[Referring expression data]

★ ★ ★ ★ ★

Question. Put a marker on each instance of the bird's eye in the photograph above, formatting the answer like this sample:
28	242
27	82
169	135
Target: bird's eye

★ ★ ★ ★ ★

Work instructions: Answer with one number, namely the count of lines in the entries that include the word "bird".

Answer to this exercise: 2